BRIEF 1: According to the film reviews below, who directs Say When?

GIVEN PASSAGE:
Director Craig Johnson and his co-writer Mark Heyman (Black Swan) have a slightly wearing predilection for explicatory dialogue (“god, what the hell happened to us?”) and emotional confrontations, yet The Skeleton Twins can be very funny. A scene where Milo tries to pull Maggie out of a sulk with a goofy lipsync to Starship’s power ballad Nothing’s Gonna Stop Us Now is a particular highlight.

On general release from Friday

Say When (15)

***

Keira Knightley straps on an American accent instead of a corset to play Megan, a twentysomething slacker who opts to take a holiday from the grown-up decision of whether to marry her high school sweetheart (Mark Webber) by hiding out at the house of teenage Annika (Chloe Grace Moretz). How implausible and creepy does this sound as a plot premise? It gets even more awkward when Megan finds herself attracted to Annika’s dad (Sam Rockwell), who is clearly cool (great hair, and a Rockwellish line in sarcasm) but also an adult (wears glasses when doing paperwork). Humpday’s Lynn Shelton directs a movie that seems to have been styled like an alcopop: crude, artificially flavoured and hard to swallow if sober.

On general release from Friday

November Man (15)

**

Roger Donaldson directs a spy potboiler with CIA man Pierce Brosnan lured out of retirement to escort an important witness (Quantum Of Solace’s Olga Kurylenko) out of Moscow before the Russians find her. Confusingly blending both hi-tech drones, and ancient flip-top phones, it’s nice to see Brosnan back driving fast cars and shooting henchmen, but ploughing through this tedious by-the-numbers thriller is less Bond, more of a bind.

On general release from Friday

Set Fire To The Stars (15)

***

Elijah Wood stars as a young American academic tasked with taking his literary hero Dylan Thomas (Celyn Jones) on a tour of the States. Shot in expressionist monochrome with a hep jazz score, it’s the sort of film where someone says, “How much trouble can one man be?” then cuts to Thomas carousing with a woman on a wild night out. Told in episodic narrative bursts, it is fitfully engaging and rousingly acted.

TASK INPUT:

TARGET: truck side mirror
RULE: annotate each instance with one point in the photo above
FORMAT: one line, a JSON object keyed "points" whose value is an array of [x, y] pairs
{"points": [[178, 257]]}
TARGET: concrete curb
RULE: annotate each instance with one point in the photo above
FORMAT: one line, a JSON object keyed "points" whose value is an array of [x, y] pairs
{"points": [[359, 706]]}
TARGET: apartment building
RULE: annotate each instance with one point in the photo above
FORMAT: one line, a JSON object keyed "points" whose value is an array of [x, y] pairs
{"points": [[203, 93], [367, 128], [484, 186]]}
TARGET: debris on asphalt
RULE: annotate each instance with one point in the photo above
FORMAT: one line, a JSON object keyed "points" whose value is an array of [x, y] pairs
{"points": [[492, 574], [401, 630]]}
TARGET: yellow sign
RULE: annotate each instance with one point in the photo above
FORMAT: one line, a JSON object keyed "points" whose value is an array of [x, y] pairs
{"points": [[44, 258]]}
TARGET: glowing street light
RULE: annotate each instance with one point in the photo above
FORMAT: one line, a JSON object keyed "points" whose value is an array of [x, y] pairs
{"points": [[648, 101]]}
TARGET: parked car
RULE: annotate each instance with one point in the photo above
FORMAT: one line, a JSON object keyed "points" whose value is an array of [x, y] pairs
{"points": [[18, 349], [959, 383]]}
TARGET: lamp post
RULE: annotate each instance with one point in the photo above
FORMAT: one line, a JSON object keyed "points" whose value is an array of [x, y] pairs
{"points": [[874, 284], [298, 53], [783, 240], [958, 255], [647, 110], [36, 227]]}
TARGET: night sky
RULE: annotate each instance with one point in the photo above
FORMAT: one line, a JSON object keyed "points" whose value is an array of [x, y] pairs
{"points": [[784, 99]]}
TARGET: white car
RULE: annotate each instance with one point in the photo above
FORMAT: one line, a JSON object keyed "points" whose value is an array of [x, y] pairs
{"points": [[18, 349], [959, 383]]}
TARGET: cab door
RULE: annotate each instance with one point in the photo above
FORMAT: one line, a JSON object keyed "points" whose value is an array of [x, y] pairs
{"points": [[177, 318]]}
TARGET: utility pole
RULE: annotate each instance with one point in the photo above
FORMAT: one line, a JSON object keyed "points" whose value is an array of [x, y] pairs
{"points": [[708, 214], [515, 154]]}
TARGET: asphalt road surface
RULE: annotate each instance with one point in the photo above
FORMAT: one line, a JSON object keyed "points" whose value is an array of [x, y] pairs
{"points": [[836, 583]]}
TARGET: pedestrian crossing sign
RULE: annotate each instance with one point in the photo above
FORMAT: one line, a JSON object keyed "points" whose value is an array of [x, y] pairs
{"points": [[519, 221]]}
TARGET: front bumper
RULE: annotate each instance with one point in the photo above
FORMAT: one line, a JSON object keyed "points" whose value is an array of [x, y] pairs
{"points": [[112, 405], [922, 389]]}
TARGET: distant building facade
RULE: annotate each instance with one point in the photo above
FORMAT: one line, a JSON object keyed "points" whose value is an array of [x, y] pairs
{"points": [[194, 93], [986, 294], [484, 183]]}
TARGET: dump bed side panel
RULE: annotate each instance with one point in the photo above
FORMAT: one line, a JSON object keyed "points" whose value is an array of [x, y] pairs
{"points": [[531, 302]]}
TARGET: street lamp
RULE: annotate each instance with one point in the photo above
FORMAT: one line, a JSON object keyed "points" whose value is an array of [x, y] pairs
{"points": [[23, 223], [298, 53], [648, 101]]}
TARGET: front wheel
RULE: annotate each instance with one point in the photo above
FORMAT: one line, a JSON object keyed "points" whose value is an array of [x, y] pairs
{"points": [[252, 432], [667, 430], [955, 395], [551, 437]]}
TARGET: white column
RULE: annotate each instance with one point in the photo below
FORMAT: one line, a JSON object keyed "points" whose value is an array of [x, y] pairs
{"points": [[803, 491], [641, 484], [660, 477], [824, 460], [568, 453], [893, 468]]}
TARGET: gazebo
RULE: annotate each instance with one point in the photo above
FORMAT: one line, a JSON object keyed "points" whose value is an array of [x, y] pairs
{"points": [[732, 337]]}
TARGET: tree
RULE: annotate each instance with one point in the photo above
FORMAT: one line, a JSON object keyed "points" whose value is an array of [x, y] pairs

BRIEF 2: Extract each line of the rows above that contains the string "lamp".

WRITTEN ANSWER 1: Lynn Shelton

WRITTEN ANSWER 2:
TARGET: lamp post
TARGET: street lamp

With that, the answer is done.